**Text passage**
<<<<

1. Play within yourself and don’t try to hit shots you’re not capable of hitting. Stick to your style of golf and play the way you play.
Jim Furyk, Tour pro
2. Here’s a great way to help you score. Instead of thinking of your round as 18 holes, divide it into three games of six holes. You’ll find it easier to concentrate and your task feels more achievable.
Gary Marks, Head pro, Worlebury GC, Somerset
3. Know how far you hit each club – especially your short irons – your scoring clubs. I know I hit my wedge 135 yards in Europe but 140 in America because of the heat.
Paul Casey, Tour pro
4. When you find yourself in trouble, on the course, play the percentages. Ask yourself: “Can I get the ball on the green even if I hit a perfect shot?” The answer is usually no so just play out with a wedge, or whatever, take your medicine and move on. As much as you’d like to recover with a real beauty, the odds are probably against you.
Ken Brown, Former Tour pro and TV commentator
5. Stop trying for pars! Take a score card and write down what you believe is an acceptable score for each hole, based on your past experience of how difficult the hole is and how you have played it in the past. Once you havedone this, use this as your guide for eachhole. When I followed this advice I was surprised to find that the sum of my target scores equalled 93 – which would result in a net par for the course with my handicap. When I used this as my guide during a medal I shot a net 66, achieved my first ever sub-90 round with an 89! I believe this tip has greatly helped my mental approach to the game. You see even if I shot a bogey for the hole I did not view this as a dropped shot but a par and in some cases a birdie! This keeps my chin up and I keep playing in a positive manner to the 18th green.

>>>>

[Source records]
<<<<

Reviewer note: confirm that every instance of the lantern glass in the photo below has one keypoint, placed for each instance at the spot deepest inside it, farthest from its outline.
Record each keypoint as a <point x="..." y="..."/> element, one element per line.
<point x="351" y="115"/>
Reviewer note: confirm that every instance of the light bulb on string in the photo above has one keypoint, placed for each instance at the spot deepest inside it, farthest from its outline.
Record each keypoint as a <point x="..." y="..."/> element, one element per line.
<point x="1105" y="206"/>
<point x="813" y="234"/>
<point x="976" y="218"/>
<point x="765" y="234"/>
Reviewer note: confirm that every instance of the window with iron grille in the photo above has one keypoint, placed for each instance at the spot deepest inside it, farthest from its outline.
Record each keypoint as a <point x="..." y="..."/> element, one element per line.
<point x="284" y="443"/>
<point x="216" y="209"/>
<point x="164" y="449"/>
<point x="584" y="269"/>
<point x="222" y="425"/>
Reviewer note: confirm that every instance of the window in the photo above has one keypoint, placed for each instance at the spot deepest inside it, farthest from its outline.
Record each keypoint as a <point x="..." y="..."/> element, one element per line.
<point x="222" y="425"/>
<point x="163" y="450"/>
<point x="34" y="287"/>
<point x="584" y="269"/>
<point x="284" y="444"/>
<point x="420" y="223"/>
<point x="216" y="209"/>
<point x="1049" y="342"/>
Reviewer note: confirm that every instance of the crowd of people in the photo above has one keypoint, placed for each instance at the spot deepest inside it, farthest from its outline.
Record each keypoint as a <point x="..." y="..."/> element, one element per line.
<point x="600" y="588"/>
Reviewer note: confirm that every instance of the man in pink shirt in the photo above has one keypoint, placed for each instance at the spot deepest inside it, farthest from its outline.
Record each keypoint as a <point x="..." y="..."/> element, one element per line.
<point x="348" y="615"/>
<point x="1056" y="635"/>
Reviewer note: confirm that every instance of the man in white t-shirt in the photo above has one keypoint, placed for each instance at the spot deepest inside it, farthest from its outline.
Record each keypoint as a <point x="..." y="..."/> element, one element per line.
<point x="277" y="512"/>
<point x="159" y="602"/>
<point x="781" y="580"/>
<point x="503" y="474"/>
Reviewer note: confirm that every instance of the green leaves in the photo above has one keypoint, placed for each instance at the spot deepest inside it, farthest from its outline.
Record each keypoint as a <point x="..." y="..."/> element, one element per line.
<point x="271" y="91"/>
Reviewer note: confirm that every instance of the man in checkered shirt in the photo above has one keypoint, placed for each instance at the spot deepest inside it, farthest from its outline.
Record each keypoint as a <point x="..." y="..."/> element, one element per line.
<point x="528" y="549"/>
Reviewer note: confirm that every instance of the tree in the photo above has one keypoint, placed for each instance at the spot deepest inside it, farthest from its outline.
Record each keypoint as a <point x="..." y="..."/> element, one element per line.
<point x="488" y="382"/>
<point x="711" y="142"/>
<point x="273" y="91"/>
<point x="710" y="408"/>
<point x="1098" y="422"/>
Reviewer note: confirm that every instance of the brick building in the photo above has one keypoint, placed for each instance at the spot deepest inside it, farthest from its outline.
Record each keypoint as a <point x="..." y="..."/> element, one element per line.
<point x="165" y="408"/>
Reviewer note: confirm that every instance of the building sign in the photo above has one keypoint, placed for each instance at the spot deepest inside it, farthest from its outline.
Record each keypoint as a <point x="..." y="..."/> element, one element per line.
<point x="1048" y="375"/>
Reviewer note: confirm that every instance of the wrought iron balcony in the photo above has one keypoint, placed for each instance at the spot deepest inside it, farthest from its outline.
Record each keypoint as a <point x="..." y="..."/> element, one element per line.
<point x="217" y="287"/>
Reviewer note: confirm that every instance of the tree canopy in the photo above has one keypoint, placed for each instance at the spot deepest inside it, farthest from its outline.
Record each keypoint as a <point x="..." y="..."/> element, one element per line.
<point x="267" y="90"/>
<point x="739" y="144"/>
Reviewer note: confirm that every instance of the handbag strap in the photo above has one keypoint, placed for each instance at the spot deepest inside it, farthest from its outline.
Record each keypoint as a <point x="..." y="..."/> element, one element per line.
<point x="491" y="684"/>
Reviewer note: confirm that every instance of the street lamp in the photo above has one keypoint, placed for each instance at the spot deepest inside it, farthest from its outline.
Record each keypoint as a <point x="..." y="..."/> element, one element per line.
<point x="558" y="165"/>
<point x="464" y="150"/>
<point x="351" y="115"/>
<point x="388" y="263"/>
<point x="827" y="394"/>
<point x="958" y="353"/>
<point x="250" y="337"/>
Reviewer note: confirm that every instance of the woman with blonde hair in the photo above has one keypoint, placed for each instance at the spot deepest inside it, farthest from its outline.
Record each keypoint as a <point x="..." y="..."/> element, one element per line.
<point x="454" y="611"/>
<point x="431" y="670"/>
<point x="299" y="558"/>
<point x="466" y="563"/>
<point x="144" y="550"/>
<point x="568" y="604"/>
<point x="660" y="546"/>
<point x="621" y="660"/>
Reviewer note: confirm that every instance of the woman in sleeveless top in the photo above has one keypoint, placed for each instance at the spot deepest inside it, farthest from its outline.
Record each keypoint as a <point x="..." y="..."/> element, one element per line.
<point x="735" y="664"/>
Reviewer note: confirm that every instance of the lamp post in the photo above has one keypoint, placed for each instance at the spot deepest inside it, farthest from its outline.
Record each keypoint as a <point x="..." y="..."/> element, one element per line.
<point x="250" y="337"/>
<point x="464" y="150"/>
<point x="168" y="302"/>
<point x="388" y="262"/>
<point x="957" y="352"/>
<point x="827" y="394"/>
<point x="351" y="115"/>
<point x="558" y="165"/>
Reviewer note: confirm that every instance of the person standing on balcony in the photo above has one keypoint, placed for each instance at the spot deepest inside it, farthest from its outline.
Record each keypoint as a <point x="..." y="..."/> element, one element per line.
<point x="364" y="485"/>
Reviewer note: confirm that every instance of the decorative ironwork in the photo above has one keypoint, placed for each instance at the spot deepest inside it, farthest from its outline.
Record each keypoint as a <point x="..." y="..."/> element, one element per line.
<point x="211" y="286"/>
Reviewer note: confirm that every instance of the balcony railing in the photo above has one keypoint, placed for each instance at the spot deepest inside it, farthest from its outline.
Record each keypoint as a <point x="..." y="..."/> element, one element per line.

>>>>

**Task to carry out**
In the golf tips, how far does Paul Casey say he hits his wedge in America? Please answer in a few words.

**Result**
140 yards